# DO THIS
Can you quote the lines of the material below word for word, starting at the line containing "Where can the wet dark" and ending at the line containing "<point>262,40</point>"?

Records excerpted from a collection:
::::
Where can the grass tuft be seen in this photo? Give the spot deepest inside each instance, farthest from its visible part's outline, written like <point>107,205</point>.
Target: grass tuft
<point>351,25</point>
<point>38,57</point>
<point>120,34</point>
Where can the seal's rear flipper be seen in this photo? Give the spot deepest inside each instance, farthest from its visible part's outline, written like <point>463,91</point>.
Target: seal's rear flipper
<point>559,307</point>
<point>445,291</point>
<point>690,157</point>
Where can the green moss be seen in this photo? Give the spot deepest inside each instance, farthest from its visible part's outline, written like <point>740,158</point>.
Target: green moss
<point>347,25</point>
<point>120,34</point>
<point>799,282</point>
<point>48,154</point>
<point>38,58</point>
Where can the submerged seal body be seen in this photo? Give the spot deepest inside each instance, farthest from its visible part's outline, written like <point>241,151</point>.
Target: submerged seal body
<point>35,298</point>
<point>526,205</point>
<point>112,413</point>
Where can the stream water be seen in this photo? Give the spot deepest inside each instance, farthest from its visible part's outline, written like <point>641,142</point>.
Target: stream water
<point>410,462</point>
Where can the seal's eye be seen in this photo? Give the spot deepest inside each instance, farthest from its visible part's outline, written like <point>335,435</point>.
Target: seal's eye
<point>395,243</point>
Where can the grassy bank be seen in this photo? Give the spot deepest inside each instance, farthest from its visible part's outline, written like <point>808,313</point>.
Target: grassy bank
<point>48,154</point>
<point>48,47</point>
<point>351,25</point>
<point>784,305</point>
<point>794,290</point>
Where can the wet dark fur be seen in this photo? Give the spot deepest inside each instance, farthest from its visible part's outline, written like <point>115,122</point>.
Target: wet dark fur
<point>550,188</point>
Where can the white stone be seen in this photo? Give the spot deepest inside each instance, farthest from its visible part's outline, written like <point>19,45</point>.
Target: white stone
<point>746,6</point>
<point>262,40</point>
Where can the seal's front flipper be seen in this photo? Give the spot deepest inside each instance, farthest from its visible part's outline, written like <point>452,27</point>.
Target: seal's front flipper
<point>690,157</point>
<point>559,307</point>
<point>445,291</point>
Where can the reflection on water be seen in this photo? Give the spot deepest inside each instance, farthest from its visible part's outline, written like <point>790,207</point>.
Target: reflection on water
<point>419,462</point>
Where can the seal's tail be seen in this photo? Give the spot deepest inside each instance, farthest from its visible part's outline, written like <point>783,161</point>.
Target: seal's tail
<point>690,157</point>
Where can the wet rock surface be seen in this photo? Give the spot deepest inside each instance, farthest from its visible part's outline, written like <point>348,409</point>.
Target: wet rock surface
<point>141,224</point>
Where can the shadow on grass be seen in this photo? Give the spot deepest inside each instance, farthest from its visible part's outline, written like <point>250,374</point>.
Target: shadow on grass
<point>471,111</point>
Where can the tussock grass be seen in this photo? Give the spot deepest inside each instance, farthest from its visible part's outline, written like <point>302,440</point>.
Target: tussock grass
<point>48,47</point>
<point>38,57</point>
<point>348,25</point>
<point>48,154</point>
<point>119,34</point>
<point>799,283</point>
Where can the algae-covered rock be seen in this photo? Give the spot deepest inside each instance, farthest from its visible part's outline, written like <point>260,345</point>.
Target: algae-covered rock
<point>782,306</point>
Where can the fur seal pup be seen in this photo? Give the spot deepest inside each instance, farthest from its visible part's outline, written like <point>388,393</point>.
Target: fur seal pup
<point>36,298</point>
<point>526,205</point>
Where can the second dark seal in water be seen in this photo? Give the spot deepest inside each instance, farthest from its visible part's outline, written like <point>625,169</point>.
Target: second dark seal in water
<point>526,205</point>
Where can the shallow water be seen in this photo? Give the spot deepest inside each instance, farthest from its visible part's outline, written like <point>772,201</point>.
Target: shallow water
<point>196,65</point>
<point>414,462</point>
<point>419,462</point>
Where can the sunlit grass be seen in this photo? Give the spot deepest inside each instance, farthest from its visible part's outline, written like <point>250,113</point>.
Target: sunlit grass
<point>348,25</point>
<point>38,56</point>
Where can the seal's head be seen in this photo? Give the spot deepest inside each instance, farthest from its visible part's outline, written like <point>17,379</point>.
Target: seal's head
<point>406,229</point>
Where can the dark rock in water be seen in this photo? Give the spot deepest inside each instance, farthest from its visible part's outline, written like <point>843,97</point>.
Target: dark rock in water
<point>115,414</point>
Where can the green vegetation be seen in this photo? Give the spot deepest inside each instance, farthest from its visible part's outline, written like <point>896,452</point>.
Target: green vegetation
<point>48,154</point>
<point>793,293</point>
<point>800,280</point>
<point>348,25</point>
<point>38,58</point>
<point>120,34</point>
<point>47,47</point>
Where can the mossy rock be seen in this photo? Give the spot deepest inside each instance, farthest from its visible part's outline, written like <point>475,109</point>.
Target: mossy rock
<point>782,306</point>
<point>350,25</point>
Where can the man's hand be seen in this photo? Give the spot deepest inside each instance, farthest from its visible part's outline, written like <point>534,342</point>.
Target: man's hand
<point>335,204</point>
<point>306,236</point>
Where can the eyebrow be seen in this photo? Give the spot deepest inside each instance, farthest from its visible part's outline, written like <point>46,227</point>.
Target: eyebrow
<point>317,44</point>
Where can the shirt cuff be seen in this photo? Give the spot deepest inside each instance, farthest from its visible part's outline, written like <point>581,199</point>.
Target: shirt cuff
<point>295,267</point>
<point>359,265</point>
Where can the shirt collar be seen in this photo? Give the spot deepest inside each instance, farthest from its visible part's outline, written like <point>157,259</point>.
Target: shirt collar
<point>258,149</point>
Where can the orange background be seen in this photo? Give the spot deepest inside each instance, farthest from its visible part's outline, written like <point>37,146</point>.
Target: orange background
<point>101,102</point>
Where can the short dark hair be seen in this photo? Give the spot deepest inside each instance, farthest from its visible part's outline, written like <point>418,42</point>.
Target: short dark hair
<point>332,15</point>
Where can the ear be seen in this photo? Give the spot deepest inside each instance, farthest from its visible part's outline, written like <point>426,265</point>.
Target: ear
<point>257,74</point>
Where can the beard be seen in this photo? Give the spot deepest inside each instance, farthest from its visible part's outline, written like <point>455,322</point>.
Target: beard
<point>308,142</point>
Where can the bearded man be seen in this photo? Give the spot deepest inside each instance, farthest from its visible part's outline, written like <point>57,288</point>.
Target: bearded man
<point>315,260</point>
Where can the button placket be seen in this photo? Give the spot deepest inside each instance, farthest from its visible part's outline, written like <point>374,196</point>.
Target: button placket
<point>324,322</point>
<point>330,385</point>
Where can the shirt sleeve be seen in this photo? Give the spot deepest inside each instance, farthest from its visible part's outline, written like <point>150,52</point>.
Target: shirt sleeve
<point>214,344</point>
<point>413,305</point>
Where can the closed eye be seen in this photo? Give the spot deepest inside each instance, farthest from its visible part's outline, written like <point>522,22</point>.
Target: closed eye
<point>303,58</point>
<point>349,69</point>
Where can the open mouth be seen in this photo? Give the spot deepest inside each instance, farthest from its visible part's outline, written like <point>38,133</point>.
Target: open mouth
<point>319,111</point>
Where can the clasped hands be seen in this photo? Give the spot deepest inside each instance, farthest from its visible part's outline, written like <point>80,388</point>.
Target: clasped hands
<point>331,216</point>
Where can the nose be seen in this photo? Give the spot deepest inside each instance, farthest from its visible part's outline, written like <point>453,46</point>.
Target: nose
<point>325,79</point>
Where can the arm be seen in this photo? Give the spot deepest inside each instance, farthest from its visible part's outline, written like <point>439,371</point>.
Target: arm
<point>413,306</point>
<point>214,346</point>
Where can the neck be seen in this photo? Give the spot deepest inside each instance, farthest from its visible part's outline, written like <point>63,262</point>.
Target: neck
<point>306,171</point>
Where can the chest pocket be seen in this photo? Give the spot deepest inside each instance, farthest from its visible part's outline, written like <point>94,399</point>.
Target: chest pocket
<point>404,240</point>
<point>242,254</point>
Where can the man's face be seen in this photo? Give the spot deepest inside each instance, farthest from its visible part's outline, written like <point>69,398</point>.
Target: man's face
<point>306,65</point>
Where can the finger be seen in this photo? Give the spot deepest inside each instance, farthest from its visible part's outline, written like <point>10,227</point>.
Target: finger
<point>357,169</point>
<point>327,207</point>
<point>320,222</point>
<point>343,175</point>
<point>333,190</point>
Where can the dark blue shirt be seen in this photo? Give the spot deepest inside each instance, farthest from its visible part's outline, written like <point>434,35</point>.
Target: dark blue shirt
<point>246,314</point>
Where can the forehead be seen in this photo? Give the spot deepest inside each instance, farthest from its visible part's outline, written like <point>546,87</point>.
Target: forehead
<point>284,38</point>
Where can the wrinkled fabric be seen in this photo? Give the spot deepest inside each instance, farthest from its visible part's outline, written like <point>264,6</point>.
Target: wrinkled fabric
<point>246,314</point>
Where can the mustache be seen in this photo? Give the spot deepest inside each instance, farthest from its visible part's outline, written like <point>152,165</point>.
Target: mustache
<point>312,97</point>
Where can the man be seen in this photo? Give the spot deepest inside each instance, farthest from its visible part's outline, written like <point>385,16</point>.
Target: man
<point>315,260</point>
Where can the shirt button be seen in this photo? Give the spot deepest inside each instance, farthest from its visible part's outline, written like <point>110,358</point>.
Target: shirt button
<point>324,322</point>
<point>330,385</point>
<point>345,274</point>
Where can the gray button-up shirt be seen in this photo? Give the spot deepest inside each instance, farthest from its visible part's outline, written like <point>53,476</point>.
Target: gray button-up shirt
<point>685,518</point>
::::
# RESPONSE
Where can the wet dark fur be seen in this photo? Give the spot deepest inside each instance, farthest from its visible part's outline, written like <point>115,122</point>.
Target: wet dark fur
<point>550,188</point>
Where can the white stone be seen in this photo? Give the spot deepest inside each instance, farthest from its visible part's outline, written like <point>19,45</point>.
Target: white stone
<point>746,6</point>
<point>262,40</point>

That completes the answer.